EXERCISE DESCRIPTION —
Write a continuation of the article below about a Fulbright visiting scholar at Texas Tech, starting after its final sentence.

TEXT UNDER STUDY —
-=-=-=-=-

For the next seven months Texas Tech University's College of Agricultural Sciences and Natural Resources will be home to Osama Mohawesh, an internationally-recognized scientist as part of the Fulbright Visiting Scholar Program. Mohawesh is one of approximately 850 outstanding foreign faculty and professionals teaching or conducting research in the United States this year through the visiting scholar program.
In his home country, Jordan, Mohawesh serves as a Professor in Water Resources Engineering and as a Dean of Scientific Research at Mutah University. At Mutah University, he teaches courses on smart irrigation, sustainable agriculture, and food security and focuses his research on enhancing land productivity using eco-friendly and low-cost technology. He holds a bachelor's degree from Jordan University of Science and Technology, Jordan, and master's degree form Utsunomiya University, Japan. His doctoral degree is from Tokyo University for Agriculture and Technology, Japan.
"Having a Fulbright Visiting Scholar on campus is a terrific opportunity for CASNR faculty and students to exchange in research ideas and methods that are of mutual interest," said Christy Bratcher, CASNR's Associate Dean for Research. "International collaborations are important in uncovering valuable research discoveries. Interacting with Dr. Mohawesh is an opportunity for faculty and students to extend their global understanding of soil and water resources management."
CASNR officials note that the Fulbright Program is really built on the concept of mutual understanding and the exchange of ideas and knowledge. As with all international students and scholars, there is so much to learn from one another, and as the world continues to become more interconnected that exchange of information is becoming all the more important.
While at Texas Tech, Mohawesh will be working in the laboratory of Sanjit Deb, an assistant professor with Tech's Department of Plant and Soil Science, on the implementation of smart irrigation and biochar amendments for sustainable water resources and soil fertility management. This collaboration will allow tangible progress in their common interest of advancing food security and sustainability in regions that are experiencing rapid population growth and expecting significant impact from global climate change.

-=-=-=-=-

PROVIDED INFORMATION —
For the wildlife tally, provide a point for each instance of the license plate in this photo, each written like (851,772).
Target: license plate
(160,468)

-=-=-=-=-

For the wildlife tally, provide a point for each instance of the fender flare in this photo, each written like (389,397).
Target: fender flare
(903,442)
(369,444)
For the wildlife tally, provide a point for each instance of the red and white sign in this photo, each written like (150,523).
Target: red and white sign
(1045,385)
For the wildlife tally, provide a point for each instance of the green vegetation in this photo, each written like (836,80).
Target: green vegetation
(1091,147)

-=-=-=-=-

RESPONSE BOX —
"We are very excited to have Dr. Mohawesh with us," Deb said. "His visit is an excellent opportunity to conduct our proposed research. Our work will investigate the influence of biochar on soil water retention and root-zone soil-water dynamics. Our focus is on agricultural soils of different textures in semiarid climatic conditions. We are also very interested in examining the effects of early-season planting in biochar-amended soils on the germination, growth, yield, and quality of cotton germplasm with cold germination ability."
Deb, who joined the CASNR faculty in 2015, broadly focuses his research on soil and water resources management in water-limited and irrigated agricultural production systems, as well as other natural and managed ecosystems. His interests include applied soil physics, vadose zone transport and flow processes, soil-water-plant-atmosphere relationships, and spatial and temporal variability of soil properties. Deb's doctorate in biological and environmental engineering is from the University of Tokyo.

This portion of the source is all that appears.